• [Problem]:
Reproduce the following lines word for word, with nothing changed.

• [Raw data]:
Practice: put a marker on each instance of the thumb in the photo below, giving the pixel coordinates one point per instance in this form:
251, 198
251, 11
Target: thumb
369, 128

• [Answer to the exercise]:
Practice: put a marker on each instance of the thumb in the photo below, giving the pixel coordinates one point per instance in this form:
251, 198
251, 11
Target: thumb
369, 128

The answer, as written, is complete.